___ Source material ___

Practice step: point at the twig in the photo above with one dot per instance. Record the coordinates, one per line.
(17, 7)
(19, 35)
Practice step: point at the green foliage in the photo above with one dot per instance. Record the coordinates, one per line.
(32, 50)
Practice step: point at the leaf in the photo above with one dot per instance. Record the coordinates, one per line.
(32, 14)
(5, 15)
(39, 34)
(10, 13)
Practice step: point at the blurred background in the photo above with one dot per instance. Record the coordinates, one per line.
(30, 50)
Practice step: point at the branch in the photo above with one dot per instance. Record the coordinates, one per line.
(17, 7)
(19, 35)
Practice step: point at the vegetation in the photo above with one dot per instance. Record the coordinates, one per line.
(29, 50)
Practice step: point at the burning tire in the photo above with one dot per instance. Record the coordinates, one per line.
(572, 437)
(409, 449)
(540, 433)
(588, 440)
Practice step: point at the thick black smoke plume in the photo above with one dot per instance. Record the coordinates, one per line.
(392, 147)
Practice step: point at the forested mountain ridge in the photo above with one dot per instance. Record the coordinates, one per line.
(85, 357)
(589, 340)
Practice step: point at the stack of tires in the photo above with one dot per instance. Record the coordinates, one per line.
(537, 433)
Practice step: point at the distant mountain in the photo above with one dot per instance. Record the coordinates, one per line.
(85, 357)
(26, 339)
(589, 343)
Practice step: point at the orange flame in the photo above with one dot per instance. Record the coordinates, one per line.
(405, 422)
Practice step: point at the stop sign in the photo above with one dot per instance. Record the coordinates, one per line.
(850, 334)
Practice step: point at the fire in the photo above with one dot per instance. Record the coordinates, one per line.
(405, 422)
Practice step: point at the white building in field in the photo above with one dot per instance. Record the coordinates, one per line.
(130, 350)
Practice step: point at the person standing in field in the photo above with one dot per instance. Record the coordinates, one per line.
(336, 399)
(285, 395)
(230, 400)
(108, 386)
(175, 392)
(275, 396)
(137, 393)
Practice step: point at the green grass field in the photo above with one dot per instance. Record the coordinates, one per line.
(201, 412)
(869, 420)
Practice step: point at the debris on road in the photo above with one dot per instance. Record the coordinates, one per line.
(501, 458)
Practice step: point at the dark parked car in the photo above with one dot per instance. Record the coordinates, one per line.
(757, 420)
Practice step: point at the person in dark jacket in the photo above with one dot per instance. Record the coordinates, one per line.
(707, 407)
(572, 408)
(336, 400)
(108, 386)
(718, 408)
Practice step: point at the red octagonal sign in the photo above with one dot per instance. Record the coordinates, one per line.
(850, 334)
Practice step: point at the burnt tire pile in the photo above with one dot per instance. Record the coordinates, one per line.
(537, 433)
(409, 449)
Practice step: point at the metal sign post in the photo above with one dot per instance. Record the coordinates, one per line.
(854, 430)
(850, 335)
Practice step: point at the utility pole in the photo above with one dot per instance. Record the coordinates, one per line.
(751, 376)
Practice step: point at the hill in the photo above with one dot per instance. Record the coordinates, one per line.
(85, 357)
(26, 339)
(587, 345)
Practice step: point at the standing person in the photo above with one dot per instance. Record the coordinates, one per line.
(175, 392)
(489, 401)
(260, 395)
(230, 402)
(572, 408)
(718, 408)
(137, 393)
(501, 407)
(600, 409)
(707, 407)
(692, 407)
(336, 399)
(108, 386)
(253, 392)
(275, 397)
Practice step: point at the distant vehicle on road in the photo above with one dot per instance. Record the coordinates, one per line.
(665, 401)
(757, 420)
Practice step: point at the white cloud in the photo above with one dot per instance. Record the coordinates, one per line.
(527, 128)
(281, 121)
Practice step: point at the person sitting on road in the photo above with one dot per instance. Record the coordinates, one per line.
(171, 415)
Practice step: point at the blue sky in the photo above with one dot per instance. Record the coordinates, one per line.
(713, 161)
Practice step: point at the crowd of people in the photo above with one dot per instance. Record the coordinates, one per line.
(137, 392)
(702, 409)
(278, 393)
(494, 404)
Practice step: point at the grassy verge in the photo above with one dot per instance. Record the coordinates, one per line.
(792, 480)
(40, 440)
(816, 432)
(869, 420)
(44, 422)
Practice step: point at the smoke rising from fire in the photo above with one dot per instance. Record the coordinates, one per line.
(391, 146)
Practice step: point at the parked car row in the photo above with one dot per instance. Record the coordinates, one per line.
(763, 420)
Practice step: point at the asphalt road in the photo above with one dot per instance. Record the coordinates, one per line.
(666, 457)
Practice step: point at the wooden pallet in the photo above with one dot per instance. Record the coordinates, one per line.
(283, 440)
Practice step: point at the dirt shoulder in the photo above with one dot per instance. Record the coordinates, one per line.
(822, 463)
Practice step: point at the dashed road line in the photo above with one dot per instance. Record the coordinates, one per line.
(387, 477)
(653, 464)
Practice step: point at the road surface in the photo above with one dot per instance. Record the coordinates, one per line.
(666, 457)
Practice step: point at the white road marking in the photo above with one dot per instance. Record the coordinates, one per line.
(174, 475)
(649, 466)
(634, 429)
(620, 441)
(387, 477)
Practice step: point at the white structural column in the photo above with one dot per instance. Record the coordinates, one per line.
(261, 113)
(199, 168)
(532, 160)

___

Arrange every row above as a single numbered list, leaving out any blank lines.

| Exercise response |
1. Practice step: point at the twig in the photo above with one dot per instance. Record the coordinates, one per line.
2. (17, 7)
3. (19, 35)
4. Practice step: point at the green foliage in the photo above with one dot per instance. Record the coordinates, one per line.
5. (32, 50)
6. Practice step: point at the leaf in the photo above with one dot per instance. Record the coordinates, one per line.
7. (32, 14)
8. (5, 15)
9. (39, 34)
10. (10, 13)
11. Practice step: point at the blurred background in the photo above with one dot per instance. Record the coordinates, one per line.
12. (30, 50)
13. Practice step: point at the branch in the photo above with one dot per instance. Record the coordinates, one per line.
14. (17, 7)
15. (19, 35)
16. Practice step: point at the vegetation in the photo above with one dot per instance. Record the coordinates, one per line.
17. (29, 50)
18. Practice step: point at the burning tire in the photo above with one dot per instance. Record the coordinates, one per line.
19. (572, 437)
20. (409, 449)
21. (540, 433)
22. (588, 440)
23. Practice step: point at the thick black smoke plume in the photo above with one dot per instance. Record the coordinates, one per line.
24. (392, 147)
25. Practice step: point at the forested mountain ridge in the photo above with one dot per instance. Record the coordinates, one per line.
26. (85, 357)
27. (589, 340)
28. Practice step: point at the stack of tires in the photo above with one dot per instance. Record the coordinates, one per line.
29. (537, 433)
30. Practice step: point at the distant mountain in the photo above with one dot per instance. Record the coordinates, one per line.
31. (85, 357)
32. (26, 339)
33. (589, 343)
34. Practice step: point at the orange flame in the photo above with one dot per instance. Record the coordinates, one per line.
35. (405, 422)
36. Practice step: point at the stop sign in the photo above with one dot per instance. Record the coordinates, one per line.
37. (850, 334)
38. Practice step: point at the fire in the photo above with one dot per instance. Record the coordinates, one per line.
39. (405, 422)
40. Practice step: point at the white building in field in the photo above with one dot per instance. Record the coordinates, one per line.
41. (130, 350)
42. Practice step: point at the person standing in field in the photo above with one dot per instance. Record the coordinates, one per line.
43. (336, 399)
44. (285, 395)
45. (230, 400)
46. (108, 386)
47. (175, 392)
48. (275, 396)
49. (137, 393)
50. Practice step: point at the green grass field in the photo above with one dot per instance. Record the coordinates, one per line.
51. (201, 412)
52. (869, 420)
53. Practice step: point at the debris on road in the photo above with one dot per instance. Record the coordinates, one per line.
54. (501, 458)
55. Practice step: point at the dark parked car in the photo above with one dot per instance. Record the coordinates, one per line.
56. (757, 420)
57. Practice step: point at the person in dark jacket in the photo above with one dot per instance. Record the coordinates, one per line.
58. (707, 407)
59. (572, 408)
60. (336, 400)
61. (108, 386)
62. (718, 408)
63. Practice step: point at the red octagonal sign in the photo above with one dot per instance. Record the coordinates, one per line.
64. (850, 334)
65. Practice step: point at the burnt tire pile in the photo above with one dot per instance. Record the coordinates, one per line.
66. (537, 433)
67. (409, 449)
68. Practice step: point at the metal sign post in the photo above with one dot per instance. Record the coordinates, one per line.
69. (854, 430)
70. (850, 335)
71. Practice step: point at the utility pole in the photo above with one dot per instance. Record the coordinates, one per line.
72. (751, 376)
73. Practice step: point at the hill in the photo above with one dot per instance. Record the coordinates, one per line.
74. (85, 357)
75. (26, 339)
76. (587, 345)
77. Practice step: point at the standing person in the photo above with one dot per instance. Record the coordinates, one per line.
78. (175, 392)
79. (489, 401)
80. (260, 395)
81. (230, 402)
82. (572, 408)
83. (718, 408)
84. (137, 393)
85. (501, 407)
86. (600, 409)
87. (707, 407)
88. (692, 407)
89. (336, 399)
90. (108, 386)
91. (253, 392)
92. (275, 397)
93. Practice step: point at the distant vehicle on road in the photo above with one dot per instance. Record the coordinates, one per line.
94. (665, 401)
95. (757, 420)
96. Practice step: point at the white cloud in the photo above with one dot per instance. Record the coordinates, one per line.
97. (527, 128)
98. (281, 121)
99. Practice step: point at the person sitting on road in the photo above with one dot per instance. Record the coordinates, one per line.
100. (171, 415)
101. Practice step: point at the blue sky in the photo above with one dot per instance. Record the coordinates, one per line.
102. (713, 161)
103. Practice step: point at the crowd of people in the photo above with one dot per instance. Record the coordinates, one per line.
104. (137, 392)
105. (702, 409)
106. (278, 393)
107. (494, 404)
108. Practice step: point at the grassy verge in the photo above with one dot per instance. Record the coordinates, one per line.
109. (792, 480)
110. (40, 440)
111. (816, 432)
112. (869, 420)
113. (44, 422)
114. Practice step: point at the smoke rising from fire in the photo above with one dot per instance. Record the coordinates, one per line.
115. (391, 146)
116. Practice step: point at the parked car row in the photo above with one dot per instance. Record the coordinates, one per line.
117. (763, 420)
118. Practice step: point at the asphalt road in the photo above with one dot per instance. Record the coordinates, one per line.
119. (666, 457)
120. Practice step: point at the wooden pallet in the photo above with one dot per instance. Record the coordinates, one per line.
121. (283, 440)
122. Practice step: point at the dirt shoulder in the photo above with one dot per instance. Record the coordinates, one per line.
123. (822, 463)
124. Practice step: point at the dashed road line in the photo above with one dot per instance. Record the coordinates, one per line.
125. (387, 477)
126. (653, 464)
127. Practice step: point at the road surface in the photo above with one dot per instance. Record the coordinates, one per line.
128. (666, 457)
129. Practice step: point at the white road marking in the photo above with one dot per instance. Record the coordinates, one per line.
130. (174, 475)
131. (649, 466)
132. (634, 429)
133. (620, 441)
134. (387, 477)
135. Practice step: point at the white structural column in the photo above with one dot per instance. Record the coordinates, one per line.
136. (261, 113)
137. (199, 168)
138. (532, 160)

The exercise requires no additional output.